__ЗАДАНИЕ__
Перепишите дословно отрывок из воспоминаний о юности, начиная со слов «Льюис Клайв - Льюис» и продолжая до слов «в любом другом.» включительно.

Льюис Клайв - Льюис Клайв Настигнут Радостью
Я нашел еще людей, кроме Артура, которые любили те же книги. Отвратительные «общественные обязанности» — танцы — кончились, отец разрешил мне больше на них не ходить. Остались только приятные вечера в кругу людей, которые все были друг другу старыми друзьями, или старыми соседями, или бывшими одноклассниками (особенно женщины). Мне неловко рассказывать о них, я говорю только о Маунтбрэкенах, потому что без них я не сумею рассказать свою жизнь. Хвалить своих друзей — назойливо и самодовольно. Я не расскажу вам ни о Дженни и ее матери, ни о Билле и его жене. Провинциальное, пригородное общество обычно рисуют черными или серыми красками. Неправда. В том обществе никак не меньше доброты, ума, изящества и вкуса, чем в любом другом.
Дома продолжалось отчуждение — и внешнее дружелюбие. После каждого семестра у Кёрка мои мысли и слова становились чуточку яснее, и отцу все труднее было говорить со мной. Я был слишком молод, чтобы видеть в отце и положительную сторону, чтобы различить плодотворность, благородство, остроту его ума на фоне слепящей ясности Кёрка. Со всей жестокостью юности я раздражался именно теми свойствами отца, которые в других стариках мне по — том казались милыми чудачествами. Как часто мы не могли понять друг друга! Однажды я получил письмо от брата — отец захотел его прочесть. Ему не понравились какие — то слова об одном из наших знакомых. Я заметил, что брат писал не отцу. «Вздор, — ответил он. — Он ведь знал, что ты покажешь мне это письмо, он рассчитывал, что ты мне его покажешь». Я — то понимал, что брат надеялся (и зря), что мне удастся прочесть его письмо в одиночестве. Но отец этого просто не понимал — он не отнимал у нас право на личную жизнь, он просто не догадывался, что она у нас есть.

__ИЗВЛЕЧЁННЫЕ ЗАПИСИ__
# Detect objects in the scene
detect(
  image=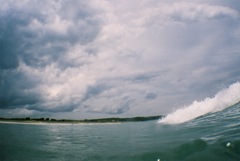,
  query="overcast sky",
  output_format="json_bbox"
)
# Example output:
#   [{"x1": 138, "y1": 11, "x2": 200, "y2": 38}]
[{"x1": 0, "y1": 0, "x2": 240, "y2": 119}]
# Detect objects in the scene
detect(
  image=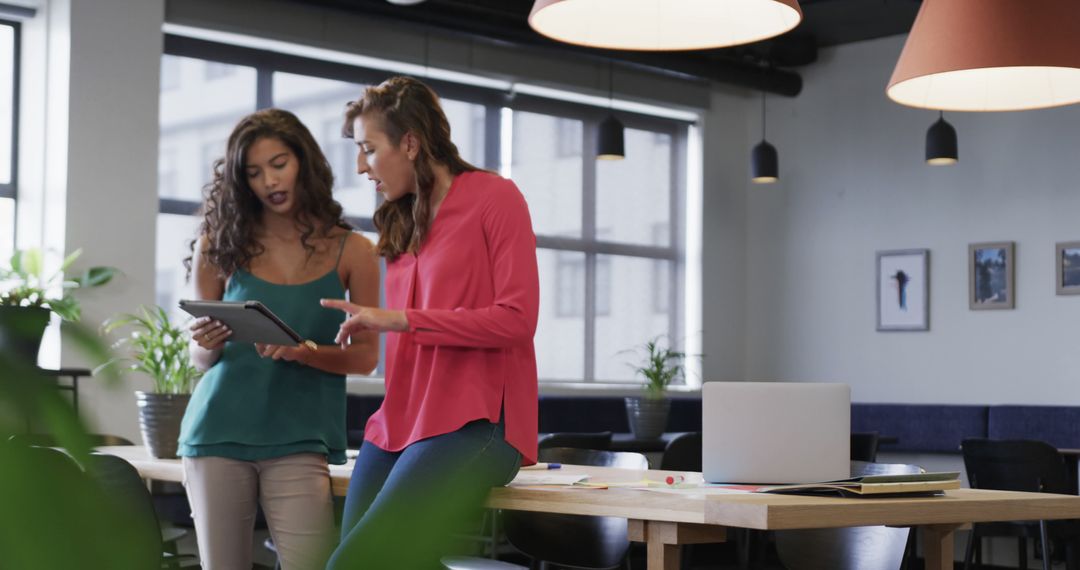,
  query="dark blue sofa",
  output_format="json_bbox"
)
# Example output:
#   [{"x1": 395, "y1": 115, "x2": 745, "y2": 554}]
[{"x1": 347, "y1": 394, "x2": 1080, "y2": 453}]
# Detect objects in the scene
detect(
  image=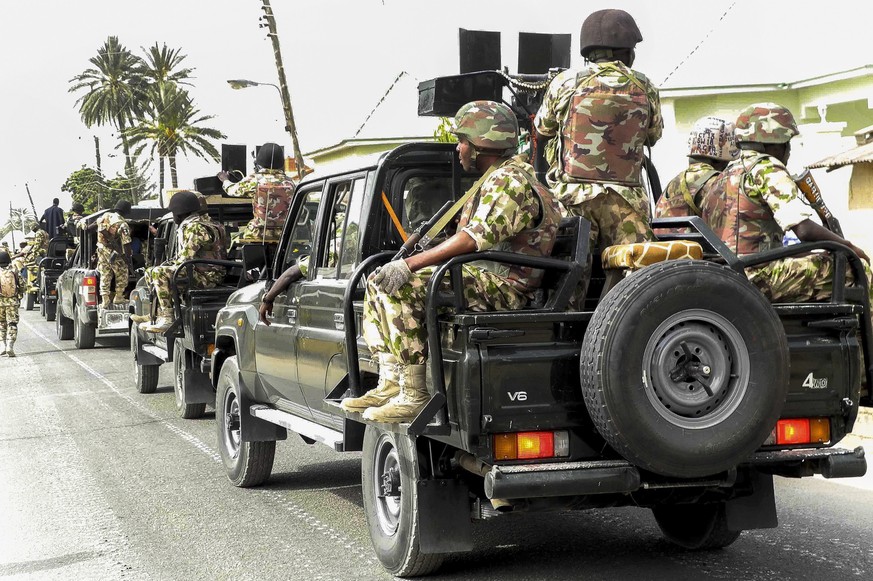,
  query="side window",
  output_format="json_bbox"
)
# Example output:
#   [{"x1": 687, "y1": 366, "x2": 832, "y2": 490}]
[
  {"x1": 318, "y1": 177, "x2": 364, "y2": 278},
  {"x1": 282, "y1": 189, "x2": 321, "y2": 271}
]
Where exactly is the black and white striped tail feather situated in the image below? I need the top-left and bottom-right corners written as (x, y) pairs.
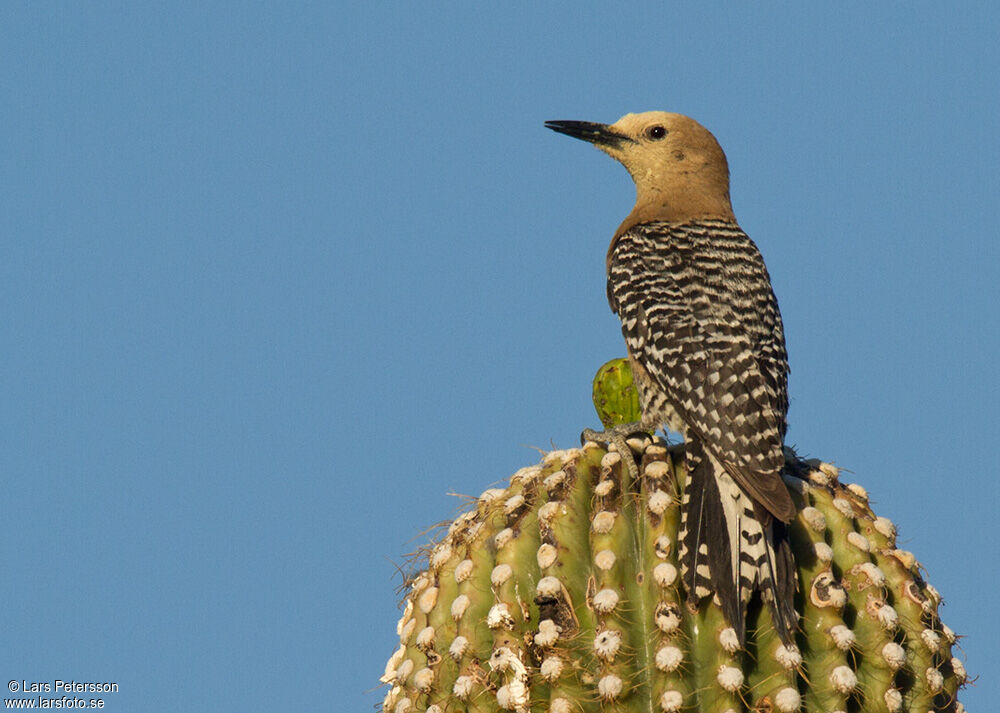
top-left (679, 441), bottom-right (796, 645)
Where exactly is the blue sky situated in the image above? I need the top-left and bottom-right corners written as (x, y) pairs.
top-left (0, 3), bottom-right (1000, 711)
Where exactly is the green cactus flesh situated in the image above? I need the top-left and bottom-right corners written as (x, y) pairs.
top-left (382, 439), bottom-right (966, 713)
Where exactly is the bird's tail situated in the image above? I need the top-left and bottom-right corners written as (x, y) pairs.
top-left (679, 441), bottom-right (797, 645)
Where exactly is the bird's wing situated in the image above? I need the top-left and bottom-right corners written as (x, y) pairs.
top-left (609, 222), bottom-right (795, 522)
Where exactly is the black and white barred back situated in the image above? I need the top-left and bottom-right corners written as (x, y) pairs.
top-left (608, 220), bottom-right (795, 642)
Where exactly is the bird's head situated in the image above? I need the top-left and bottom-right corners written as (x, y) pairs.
top-left (545, 111), bottom-right (733, 232)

__ОТВЕТ НА ЗАДАНИЕ__
Льюис Клайв - Льюис Клайв Настигнут Радостью
Я нашел еще людей, кроме Артура, которые любили те же книги. Отвратительные «общественные обязанности» — танцы — кончились, отец разрешил мне больше на них не ходить. Остались только приятные вечера в кругу людей, которые все были друг другу старыми друзьями, или старыми соседями, или бывшими одноклассниками (особенно женщины). Мне неловко рассказывать о них, я говорю только о Маунтбрэкенах, потому что без них я не сумею рассказать свою жизнь. Хвалить своих друзей — назойливо и самодовольно. Я не расскажу вам ни о Дженни и ее матери, ни о Билле и его жене. Провинциальное, пригородное общество обычно рисуют черными или серыми красками. Неправда. В том обществе никак не меньше доброты, ума, изящества и вкуса, чем в любом другом.